## Study questions
1) According to the text about transformers, how many citations had the "Attention is All You Need" paper received by April 26th, 2024?
2) Pick up the text about transformers right after its last sentence and write the next part.

*** Source passage ***

This text describes the basics of transformers and their applications in cheminformatics, with a focus on applications in drug discovery. If you are already familiar with transformer architecture, you can jump to the second part of this text, starting with the headline “Applications in bioinformatics.”

What is a transformer?

Transformers appeared first in the paper “Attention is All You Need” by Vaswani et al. in 2017. Since then, the approach has spread rapidly in Natural Language Processing (NLP). This is demonstrated by the number of citations this paper received seven years after its publication (117989 by April 26th, 2024). In comparison, a study in 2014 revealed that the most cited paper of all time until then had about 300000 citations in 63 years after its publication. While there are several reasons for the higher number of citations of a paper now than in the past (e.g. higher digital accessibility to papers and more open access papers, more interdisciplinary research and international collaborations, longer reference lists and general growth of the scientific output), this paper will probably be one of the most influential papers in this decade.

What is the reason for its popularity? A transformer is a sequence-to-sequence model that translates an input sequence into an output sequence. This has been developed to translate texts from one language to another automatically. Indeed, the original transformer paper demonstrates the capacity of translations on the newstest201l standard English-to-German or English-to-French translations. Automatic translations have already existed for a long time. In its most simplistic form, one could relate any word from the text in one language to the same word in another based on a dictionary. However, this would not include the fact that different languages have different grammatical structures and semantic expressions. To include those effects, long-range connections between words have to be considered. Before we can understand how transformers improved to capture those long-range interactions, let’s see how AI models were used to translate texts between languages before the appearance of transformers.

Recurrent models

If you want to translate a sentence from one language into another, the translation of a word depends on the context. Each word in your text depends on the previous word(s) in the text. Recurrent models (like recurrent neural networks) do exactly this: They use the information of earlier words to guess the next word. In this case, recurrent models learn patterns of which words follow based on previous words.

This works well when sentences are relatively short. However, if sentences are long or the context of a word depends on previous sentences, recurrent models need a lot of memory because all previous words have to be saved.

Attention

The most important word that determines the guess of a word in a sentence is often the word that immediately precedes the guessed word. Take the following sentence as an example:

“This text was written with a laptop on an afternoon of a cloudy day in spring 2024.”

With the context of the first three words (“This text was …”), a recurrent model could make several guesses about the next word. Among those guesses, words with a high probability are those in which the next word is a verb in past participle that describes something which can be done with the subject (“This text”) because the preceding word (“was”) could indicate that the sentence is written in a passive voice. Now let’s look at the German translation of this sentence:

“Dieser Text wurde mit einem Laptop an einem wolkenreichen Tag im Frühling 2024 geschrieben.”

In this case, the word “wurde” (“was” in German) at the beginning of the sentence also indicates that this is a sentence which could be in passive voice. However, the past participle of the corresponding verb follows at the end of the sentence (“geschrieben”). Guessing every word based on the previous word would lead to several false predictions because “geschrieben” relates to the beginning of the sentence rather than the words directly preceding it. This situation will worsen if more objects are located between a sentence's beginning and end.

*** End of Source passage ***
*** Record extracts ***

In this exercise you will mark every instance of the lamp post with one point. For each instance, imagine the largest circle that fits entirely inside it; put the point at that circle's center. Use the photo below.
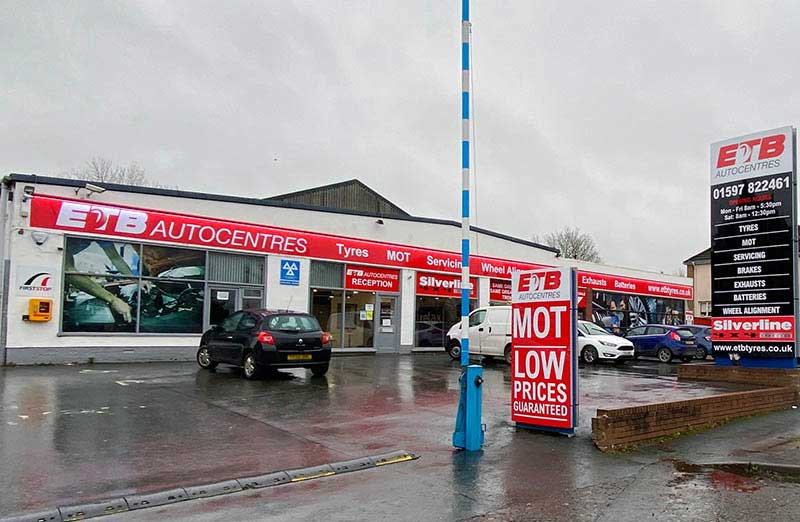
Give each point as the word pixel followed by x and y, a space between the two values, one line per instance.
pixel 468 432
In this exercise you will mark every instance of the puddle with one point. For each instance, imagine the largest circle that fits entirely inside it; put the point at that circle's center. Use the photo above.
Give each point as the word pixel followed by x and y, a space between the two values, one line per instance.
pixel 738 477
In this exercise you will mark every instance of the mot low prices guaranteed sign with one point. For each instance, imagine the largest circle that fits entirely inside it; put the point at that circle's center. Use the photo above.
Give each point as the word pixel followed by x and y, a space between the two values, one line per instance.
pixel 543 363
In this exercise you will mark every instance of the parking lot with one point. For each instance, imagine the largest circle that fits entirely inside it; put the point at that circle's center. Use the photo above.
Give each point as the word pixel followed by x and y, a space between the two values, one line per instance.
pixel 76 433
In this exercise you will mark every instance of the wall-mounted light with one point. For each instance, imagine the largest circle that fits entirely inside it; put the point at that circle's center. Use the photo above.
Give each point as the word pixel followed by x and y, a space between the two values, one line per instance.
pixel 90 189
pixel 40 237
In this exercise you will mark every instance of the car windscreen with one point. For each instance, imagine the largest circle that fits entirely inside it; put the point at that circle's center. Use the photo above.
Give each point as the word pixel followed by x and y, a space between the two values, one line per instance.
pixel 293 323
pixel 593 329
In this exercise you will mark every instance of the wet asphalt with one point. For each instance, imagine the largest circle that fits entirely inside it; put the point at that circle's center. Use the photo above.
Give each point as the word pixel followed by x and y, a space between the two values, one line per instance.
pixel 72 434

*** End of Record extracts ***

## Responses by task
1) 117989 citations.

2)
But how does a human know that the word “geschrieben” has to follow? If a human reads “Dieser Text wurde …” followed by an object, they know that many other objects can follow, but there has to be a verb at the end of the sentence that describes something that depends on the subject at the beginning, but not on the objects which follow later. In other words, a human pays attention to the important parts of the text. And transformers do the same: They focus on the more important parts of the sentence by giving them higher weights than other parts. There are different attention mechanisms. Transformers use self-attention. This means that the attention mechanism is applied to a single sequence or, in other words, that the model is attending to different parts of the input sequence itself (e.g. relating sentences of the input English text to the same sentence) rather than interacting with a different sequence (e.g. relating an English sentence to its translation in German). Each element in the sequence uses itself to calculate the attention scores.

But how does it work in practice? How do we know which part of the input sentence attends to which other part? The attention mechanism uses queries Q, keys K and values V.

Description of the attention mechanism. The softmax function is not shown.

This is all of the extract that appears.